What is expected - How would you continue the description of the gas-jet mixing element from the point where it stops?

--- BEGIN Selection ---

The mixing element shown in FIG. 1 projects with its bottom end 2 into a circular cylinder-shaped reaction vessel 4, accessible from above through an opening 3, whose perpendicularly running longitudinal centre line is designated as A. A liquid 6 for mixing is located in the vessel 4.
The mixing element 1 consists mainly of two coaxial pipes, namely an outer pipe 8 and an inner pipe 9. The walls of the outer pipe 8 meet conically at the bottom end 2 of the mixing element 1, so that the mixing element is closed in a downward direction (apart from drillings provided in the wall 8a of the outer pipe 8, which serve as nozzles 12 and 13).
The bottom end of the inner pipe 9 is sealed at the annular contact line 10 to the inside of the wall 8a of the outer pipe 9, so that the interior of the pipe 9 is separated from the annular interspace between the pipe 9 and the pipe 8.
The inner pipe 9 serves as a mixing gas pipe 14 through which air is supplied from a mixing gas source 15 with an adjustable pressure and after passing through the nozzle 12 escapes through an outlet opening 16. The annular interspace between the pipes 8 and 9 forms a pipe 18 separated from the mixing gas pipe 14, said pipe 18 being connected to a gas source 19 in order to supply an additional gas flow which escapes from outlet openings 20 through the drillings 13 and--as will be explained in further detail--serves as an anti-splash gas. The gas sources 15, 19 and the connecting pipes 15a, 19a to the mixing element 1 are indicated only symbolically. Suitable connection techniques, including those for the case of a mixing element rotating about the perpendicular axis A, are familiar to the skilled person.
Mixing element 1 is connected to a mechanical means (not shown) for moving up and down as required. Such means are well known in the art of analysis instruments, e.g. for lowering and withdrawing pipeting tubes into and from vessels containing samples or reagents.
In order to homogenise the liquid 6 in the vessel 4, the mixing element 1 is moved vertically downwards according to the arrow 21 and lowered into the upper part of the vessel 4, so that at least the bottom end 2 projects into the vessel. The lowering movement is stopped in a defined bottom end position which is selected so that the outlet openings 16 and 20 are located below the edge 3a of the opening 3 and the mixing element 1 does not touch the surface of the liquid 6. During the lowering operation mixing gas is already being supplied through the pipe 14 and preferably also anti-splash gas through the pipe 18 and is escaping through the outlet openings 16 and 20.
It is furthermore essential for the operation that the gas jet is so aligned that an asymmetrical lowering of a part of the liquid surface is brought about. In the figure this lowered shape of the liquid surface 22 is shown as a continuous line, while the rest position of the liquid surface is shown in dashes as line 23.
It is also important for the mixing effect according to the invention that the gas jet escaping out of the outlet opening 16 has a rotational component with respect to the longitudinal centre line A of the vessel 4, in the preferred case of a round vessel cross-section, therefore, a component tangential to the wall 5 of the vessel 4. As mentioned, this may be realized in two ways. On the one hand the nozzle 12, from which the mixing gas jet escapes, may be positioned radially (i.e. without a component of direction tangential to the vessel wall). Such an embodiment is shown in FIG. 2. In this case the tangential component of the gas jet motion is produced by rotation of the mixing element 1 about the axis A. The rotation frequency should preferably be between 10 and 80 revolutions per minute, ideally between 20 and 30 revolutions per minute.

--- END Selection ---
--- BEGIN Supplied material ---

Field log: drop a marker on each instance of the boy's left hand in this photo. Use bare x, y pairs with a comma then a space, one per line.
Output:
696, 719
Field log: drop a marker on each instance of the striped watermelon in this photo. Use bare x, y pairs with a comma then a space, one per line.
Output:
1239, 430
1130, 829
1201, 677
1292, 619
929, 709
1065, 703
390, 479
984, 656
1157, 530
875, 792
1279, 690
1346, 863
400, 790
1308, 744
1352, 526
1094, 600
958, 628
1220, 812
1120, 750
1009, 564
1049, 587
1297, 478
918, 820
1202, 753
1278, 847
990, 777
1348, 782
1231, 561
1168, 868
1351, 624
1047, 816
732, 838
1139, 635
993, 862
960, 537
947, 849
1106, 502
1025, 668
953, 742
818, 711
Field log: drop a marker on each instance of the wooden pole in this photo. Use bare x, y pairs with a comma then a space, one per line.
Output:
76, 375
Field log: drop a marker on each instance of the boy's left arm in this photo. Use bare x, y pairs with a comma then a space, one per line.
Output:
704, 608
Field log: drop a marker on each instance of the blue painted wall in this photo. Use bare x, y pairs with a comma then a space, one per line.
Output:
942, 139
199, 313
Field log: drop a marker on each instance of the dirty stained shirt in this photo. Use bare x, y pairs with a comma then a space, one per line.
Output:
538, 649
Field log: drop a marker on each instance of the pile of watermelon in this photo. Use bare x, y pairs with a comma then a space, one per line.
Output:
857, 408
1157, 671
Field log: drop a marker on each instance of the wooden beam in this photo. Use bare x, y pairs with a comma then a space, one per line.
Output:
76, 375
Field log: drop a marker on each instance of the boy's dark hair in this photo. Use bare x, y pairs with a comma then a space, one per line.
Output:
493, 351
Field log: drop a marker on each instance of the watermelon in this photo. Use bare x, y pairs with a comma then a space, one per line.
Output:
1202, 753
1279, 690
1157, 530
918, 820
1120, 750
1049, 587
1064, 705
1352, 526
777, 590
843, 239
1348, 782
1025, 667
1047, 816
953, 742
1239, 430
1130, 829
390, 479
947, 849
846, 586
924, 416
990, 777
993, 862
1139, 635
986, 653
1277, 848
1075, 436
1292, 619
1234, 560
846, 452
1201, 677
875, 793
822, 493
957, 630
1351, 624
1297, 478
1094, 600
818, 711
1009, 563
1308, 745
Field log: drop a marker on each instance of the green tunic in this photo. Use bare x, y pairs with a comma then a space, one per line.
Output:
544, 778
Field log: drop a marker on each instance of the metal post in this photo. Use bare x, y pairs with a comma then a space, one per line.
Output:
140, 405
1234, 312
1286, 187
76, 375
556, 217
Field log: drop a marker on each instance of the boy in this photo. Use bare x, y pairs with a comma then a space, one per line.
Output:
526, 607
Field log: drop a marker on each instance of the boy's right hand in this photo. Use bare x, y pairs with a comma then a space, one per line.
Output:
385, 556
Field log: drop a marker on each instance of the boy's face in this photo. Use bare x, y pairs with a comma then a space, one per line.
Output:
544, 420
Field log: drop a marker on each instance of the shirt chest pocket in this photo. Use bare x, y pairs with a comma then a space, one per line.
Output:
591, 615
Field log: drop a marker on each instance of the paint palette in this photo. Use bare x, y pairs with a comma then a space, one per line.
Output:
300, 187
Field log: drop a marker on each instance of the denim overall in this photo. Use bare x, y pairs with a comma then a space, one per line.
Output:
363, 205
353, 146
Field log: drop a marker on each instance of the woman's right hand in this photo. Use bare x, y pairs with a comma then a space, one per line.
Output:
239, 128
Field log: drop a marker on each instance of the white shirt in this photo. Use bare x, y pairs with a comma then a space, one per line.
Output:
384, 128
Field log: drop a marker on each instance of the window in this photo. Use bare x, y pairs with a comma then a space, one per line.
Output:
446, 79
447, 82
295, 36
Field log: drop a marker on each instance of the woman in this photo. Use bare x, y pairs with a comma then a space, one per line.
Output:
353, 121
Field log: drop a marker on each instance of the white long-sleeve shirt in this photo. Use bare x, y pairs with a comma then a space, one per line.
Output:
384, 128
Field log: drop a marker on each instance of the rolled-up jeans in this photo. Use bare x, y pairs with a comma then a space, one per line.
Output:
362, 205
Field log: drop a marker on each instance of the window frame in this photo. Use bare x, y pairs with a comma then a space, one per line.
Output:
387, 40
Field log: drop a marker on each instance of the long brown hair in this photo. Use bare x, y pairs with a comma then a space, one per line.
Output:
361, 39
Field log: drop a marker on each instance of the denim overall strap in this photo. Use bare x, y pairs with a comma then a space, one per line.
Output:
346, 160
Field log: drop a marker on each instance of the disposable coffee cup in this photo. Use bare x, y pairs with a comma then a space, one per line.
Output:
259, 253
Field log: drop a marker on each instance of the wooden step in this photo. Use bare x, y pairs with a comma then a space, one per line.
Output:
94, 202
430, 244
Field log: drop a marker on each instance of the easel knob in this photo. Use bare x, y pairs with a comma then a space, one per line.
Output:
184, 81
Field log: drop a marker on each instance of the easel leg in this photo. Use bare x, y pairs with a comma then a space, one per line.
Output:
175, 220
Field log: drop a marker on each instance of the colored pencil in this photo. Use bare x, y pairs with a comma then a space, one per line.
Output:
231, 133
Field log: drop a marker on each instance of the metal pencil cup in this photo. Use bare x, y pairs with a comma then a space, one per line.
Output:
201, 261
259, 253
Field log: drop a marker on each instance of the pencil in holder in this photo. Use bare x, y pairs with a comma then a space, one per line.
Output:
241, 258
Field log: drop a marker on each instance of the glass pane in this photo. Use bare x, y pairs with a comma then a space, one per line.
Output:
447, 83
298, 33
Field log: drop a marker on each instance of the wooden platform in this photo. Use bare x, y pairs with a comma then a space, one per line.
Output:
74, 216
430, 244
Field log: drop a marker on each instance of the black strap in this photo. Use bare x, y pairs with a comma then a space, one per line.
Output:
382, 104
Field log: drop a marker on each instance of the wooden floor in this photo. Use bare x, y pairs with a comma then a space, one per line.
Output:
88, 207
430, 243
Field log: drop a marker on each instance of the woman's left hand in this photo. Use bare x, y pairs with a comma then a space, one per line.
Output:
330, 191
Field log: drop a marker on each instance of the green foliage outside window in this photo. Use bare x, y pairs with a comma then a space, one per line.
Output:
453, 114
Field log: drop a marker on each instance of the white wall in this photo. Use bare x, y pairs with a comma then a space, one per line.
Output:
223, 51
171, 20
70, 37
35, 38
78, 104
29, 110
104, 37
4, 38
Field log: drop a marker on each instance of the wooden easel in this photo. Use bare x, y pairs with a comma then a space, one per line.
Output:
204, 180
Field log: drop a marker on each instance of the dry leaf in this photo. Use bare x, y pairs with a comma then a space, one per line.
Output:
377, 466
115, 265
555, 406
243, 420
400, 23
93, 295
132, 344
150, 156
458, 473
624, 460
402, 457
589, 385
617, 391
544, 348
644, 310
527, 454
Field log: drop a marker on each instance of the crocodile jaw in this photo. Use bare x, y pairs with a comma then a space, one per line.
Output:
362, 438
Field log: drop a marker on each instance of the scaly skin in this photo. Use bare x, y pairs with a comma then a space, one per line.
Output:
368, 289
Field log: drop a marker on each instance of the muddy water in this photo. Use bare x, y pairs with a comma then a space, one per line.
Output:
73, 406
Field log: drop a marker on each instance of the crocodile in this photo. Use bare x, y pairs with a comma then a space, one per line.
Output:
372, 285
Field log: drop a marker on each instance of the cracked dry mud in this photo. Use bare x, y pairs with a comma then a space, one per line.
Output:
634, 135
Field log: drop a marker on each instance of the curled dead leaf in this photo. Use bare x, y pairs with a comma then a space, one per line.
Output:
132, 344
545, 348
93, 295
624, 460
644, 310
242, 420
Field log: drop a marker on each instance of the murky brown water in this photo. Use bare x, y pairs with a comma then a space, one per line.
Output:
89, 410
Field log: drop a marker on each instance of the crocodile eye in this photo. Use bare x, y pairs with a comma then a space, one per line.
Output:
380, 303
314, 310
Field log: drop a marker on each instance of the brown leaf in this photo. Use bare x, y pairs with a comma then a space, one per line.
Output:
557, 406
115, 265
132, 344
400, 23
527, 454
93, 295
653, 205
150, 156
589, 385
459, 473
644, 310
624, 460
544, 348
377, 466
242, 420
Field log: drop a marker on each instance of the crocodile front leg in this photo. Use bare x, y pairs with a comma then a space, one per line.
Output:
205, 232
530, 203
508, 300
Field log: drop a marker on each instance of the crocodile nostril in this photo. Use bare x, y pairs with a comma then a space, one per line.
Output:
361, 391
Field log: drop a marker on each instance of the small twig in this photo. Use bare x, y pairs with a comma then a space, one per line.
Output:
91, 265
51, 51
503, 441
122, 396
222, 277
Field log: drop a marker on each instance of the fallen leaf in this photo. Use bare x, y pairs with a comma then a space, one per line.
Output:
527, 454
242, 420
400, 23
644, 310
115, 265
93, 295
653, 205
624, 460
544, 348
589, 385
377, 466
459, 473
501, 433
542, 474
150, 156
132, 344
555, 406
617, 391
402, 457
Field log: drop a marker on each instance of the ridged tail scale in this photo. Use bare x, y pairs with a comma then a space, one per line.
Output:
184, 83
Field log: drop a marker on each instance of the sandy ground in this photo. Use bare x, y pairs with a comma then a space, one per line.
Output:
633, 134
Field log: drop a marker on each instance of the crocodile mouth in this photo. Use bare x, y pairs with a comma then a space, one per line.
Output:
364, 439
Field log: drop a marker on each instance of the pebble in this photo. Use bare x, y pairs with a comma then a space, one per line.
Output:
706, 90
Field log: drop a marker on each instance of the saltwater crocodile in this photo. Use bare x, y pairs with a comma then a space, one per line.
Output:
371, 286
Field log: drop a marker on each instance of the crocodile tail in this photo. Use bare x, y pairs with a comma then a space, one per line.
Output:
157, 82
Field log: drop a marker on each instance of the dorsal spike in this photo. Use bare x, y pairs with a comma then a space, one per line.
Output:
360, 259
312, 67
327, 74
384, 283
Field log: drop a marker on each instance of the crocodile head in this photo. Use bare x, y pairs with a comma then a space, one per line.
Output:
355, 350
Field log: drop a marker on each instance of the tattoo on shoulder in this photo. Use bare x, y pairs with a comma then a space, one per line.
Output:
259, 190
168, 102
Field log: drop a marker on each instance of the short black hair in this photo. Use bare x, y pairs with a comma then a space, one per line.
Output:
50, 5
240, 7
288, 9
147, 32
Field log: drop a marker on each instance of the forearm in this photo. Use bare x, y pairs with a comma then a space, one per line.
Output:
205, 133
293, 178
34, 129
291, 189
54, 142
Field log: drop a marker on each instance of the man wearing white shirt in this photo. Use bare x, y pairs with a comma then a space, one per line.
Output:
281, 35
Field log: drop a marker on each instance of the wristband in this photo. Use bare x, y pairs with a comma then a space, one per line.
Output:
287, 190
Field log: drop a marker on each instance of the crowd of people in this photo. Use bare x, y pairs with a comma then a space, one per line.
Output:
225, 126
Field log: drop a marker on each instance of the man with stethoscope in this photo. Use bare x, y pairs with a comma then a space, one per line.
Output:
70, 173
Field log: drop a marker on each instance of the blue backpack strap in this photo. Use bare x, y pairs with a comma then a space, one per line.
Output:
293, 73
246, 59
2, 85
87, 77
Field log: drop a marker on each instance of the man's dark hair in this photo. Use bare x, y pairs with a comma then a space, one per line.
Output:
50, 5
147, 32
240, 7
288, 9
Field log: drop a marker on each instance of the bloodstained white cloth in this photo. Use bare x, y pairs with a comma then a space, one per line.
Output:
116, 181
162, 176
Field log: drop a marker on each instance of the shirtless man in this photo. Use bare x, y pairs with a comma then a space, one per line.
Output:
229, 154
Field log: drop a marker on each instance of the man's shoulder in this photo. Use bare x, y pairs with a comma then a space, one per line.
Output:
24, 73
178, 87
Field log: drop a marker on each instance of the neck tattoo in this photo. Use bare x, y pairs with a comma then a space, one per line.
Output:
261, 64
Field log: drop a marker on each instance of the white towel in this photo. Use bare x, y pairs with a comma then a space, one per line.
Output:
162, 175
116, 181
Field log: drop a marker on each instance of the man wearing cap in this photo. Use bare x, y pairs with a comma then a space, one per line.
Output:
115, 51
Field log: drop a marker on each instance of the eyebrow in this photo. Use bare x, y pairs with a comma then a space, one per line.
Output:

--- END Supplied material ---

Written answer -
Another possibility for generating the tangential component consists in the last section of the mixing gas pipe, which determines the direction of the gas jet, having a component of direction tangential to a circle around the longitudinal centre line A of the vessel. Such an embodiment is shown in FIG. 3.
The embodiments according to FIG. 2 and FIG. 3 also differ inasmuch as in the case of FIG. 2 only one outlet opening 16 is provided for the gas jet, while FIG. 3 exhibits three nozzles 12' positioned obliquely with a tangential component of direction with outlet openings 16'. The number of gas jet outlet openings preferably lies between 1 and 3 independently of the orientation of the nozzles.
In the embodiment according to FIG. 3 the mixing effect occurs without the mixing element 1 being rotated, but the two measures may naturally also be combined, i.e. a mixing element with gas outlet openings in accordance with FIG. 3 may additionally be set in rotation.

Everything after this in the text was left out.